## Work task
Exact reproduction, images excluded: write out the records below.

## Record set
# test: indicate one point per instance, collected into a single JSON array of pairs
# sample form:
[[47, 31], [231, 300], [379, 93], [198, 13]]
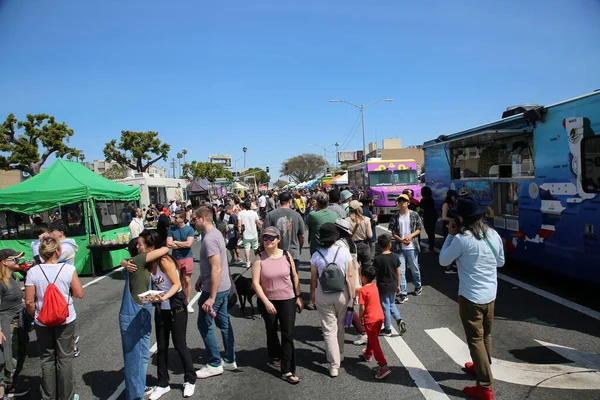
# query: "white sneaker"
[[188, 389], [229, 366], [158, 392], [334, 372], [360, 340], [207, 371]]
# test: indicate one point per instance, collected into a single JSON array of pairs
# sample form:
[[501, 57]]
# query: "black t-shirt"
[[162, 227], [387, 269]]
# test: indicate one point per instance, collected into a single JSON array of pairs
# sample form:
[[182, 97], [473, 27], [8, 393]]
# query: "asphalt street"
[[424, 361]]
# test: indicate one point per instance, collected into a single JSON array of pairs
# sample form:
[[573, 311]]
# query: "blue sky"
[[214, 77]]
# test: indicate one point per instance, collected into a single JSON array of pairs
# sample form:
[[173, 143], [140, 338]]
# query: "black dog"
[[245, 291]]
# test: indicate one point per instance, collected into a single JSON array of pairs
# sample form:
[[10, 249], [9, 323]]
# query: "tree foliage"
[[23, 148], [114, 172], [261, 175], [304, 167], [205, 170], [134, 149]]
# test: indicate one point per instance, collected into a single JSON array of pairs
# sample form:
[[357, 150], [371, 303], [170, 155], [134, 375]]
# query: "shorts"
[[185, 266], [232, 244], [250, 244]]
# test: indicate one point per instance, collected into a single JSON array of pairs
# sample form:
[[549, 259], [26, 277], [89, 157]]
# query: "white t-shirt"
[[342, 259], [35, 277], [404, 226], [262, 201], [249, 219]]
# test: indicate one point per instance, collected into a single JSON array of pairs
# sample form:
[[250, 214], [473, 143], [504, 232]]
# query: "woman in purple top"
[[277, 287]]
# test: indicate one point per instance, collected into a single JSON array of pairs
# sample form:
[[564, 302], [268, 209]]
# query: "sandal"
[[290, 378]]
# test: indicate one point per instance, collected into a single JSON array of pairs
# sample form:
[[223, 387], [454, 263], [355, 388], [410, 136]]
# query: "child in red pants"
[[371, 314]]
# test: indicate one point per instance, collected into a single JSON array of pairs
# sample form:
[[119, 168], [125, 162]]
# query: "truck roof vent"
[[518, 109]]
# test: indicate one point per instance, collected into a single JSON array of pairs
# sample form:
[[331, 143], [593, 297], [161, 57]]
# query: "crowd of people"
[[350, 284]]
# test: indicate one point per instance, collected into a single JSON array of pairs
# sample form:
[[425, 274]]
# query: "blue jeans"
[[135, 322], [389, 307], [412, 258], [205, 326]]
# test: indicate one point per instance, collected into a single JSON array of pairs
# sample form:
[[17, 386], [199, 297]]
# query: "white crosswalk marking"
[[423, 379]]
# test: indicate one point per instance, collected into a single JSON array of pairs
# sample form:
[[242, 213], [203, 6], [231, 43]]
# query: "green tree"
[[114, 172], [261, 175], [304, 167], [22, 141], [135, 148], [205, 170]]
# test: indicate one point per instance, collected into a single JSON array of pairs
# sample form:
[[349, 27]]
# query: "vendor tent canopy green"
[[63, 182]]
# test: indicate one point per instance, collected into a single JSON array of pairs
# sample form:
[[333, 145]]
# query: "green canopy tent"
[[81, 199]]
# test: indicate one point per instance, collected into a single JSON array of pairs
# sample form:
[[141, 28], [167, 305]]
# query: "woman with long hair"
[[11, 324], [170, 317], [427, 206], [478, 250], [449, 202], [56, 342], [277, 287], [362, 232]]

## Expected answer
# test: indicate one point per instance, collected into a single JSON array of pairs
# sample form:
[[47, 31], [231, 300], [379, 93], [198, 13]]
# query: "white sneaker"
[[188, 389], [229, 366], [158, 392], [334, 372], [360, 340], [207, 371]]
# test: indicate one point per instance, collected into a single JSON array of pairs
# sample form:
[[501, 57]]
# query: "black t-shirt"
[[162, 227], [387, 269]]
# test: indicate one point per instance, collected into a single JSON array of pairs
# sample form:
[[182, 97], [473, 27], [8, 393]]
# query: "asphalt street"
[[424, 361]]
# test: indicate one point per instance, collected into a single JSON array of pairs
# sample form:
[[573, 311]]
# query: "blue sky"
[[214, 77]]
# test: indicate one point per instance, collected into a single JSON array of pairs
# sample form:
[[173, 143], [140, 338]]
# query: "black dog"
[[245, 291]]
# test: indicate one point per instance, collected into a single JSON array of pairs
# sample form:
[[10, 249], [9, 323]]
# query: "tree foliage"
[[23, 148], [114, 172], [261, 175], [304, 167], [205, 170], [134, 149]]
# test: indicate one point per instance, collected into a single JSON array of pairs
# sample form:
[[357, 150], [371, 303], [170, 155], [134, 375]]
# query: "shorts"
[[185, 266], [232, 244], [250, 244]]
# test: indicate one point per instance, collected into a single JSON array of pairs
# sample form:
[[549, 259], [26, 277], [89, 157]]
# query: "white t-shirt"
[[342, 259], [35, 277], [404, 226], [262, 201], [249, 219]]
# test: indicate one point per instance, collected into a single JSON array of pairs
# sample form:
[[250, 214], [473, 143], [504, 232]]
# query: "woman in purple top"
[[277, 287]]
# test: indicate one point per instance, collected into a single JSON array of pairs
# sample form:
[[564, 302], [268, 209]]
# query: "sandal"
[[290, 378]]
# test: indicate one point per instance, collected into a single JSON array of pairs
# sample form:
[[223, 387], [454, 263], [355, 388], [410, 136]]
# query: "child in red pants"
[[371, 314]]
# test: indicate one point per instance, collected into a single JSON array of pairs
# sample form:
[[119, 168], [125, 162]]
# query: "truck roof vent"
[[518, 109]]
# test: indicate one point per instance, collected into a single JSON array of pairs
# sample form:
[[331, 143], [593, 297], [161, 57]]
# query: "crowd of people"
[[350, 284]]
# test: indicate one point per instance, collected into a single JSON array of pairs
# sample form:
[[425, 274]]
# query: "blue jeans"
[[135, 322], [389, 307], [412, 258], [205, 326]]
# test: indicate one point per instance, collected into a single JSON array of pairs
# sample form:
[[17, 386], [199, 297]]
# query: "white crosswalk marking"
[[423, 379]]
# test: indicate one point per instance, collected into a single JSON array of pairs
# sample form:
[[242, 213], [203, 6], [231, 43]]
# query: "green tree"
[[114, 172], [261, 175], [304, 167], [22, 141], [135, 148], [205, 170]]
# test: indicate one point per instance, collected into a single JSON array of pairs
# sample form:
[[349, 27]]
# query: "vendor tent canopy green"
[[63, 182]]
# test: indicate one point per instance, collected into a single JSON array of pairs
# sample form:
[[333, 145]]
# query: "green canopy tent"
[[81, 199]]
# test: indicate one point per instance, collected into a single JSON array of pairs
# sample form:
[[141, 28], [167, 305]]
# query: "woman with long hair"
[[11, 324], [170, 317], [427, 206], [478, 250], [449, 202], [56, 342], [277, 287], [362, 232]]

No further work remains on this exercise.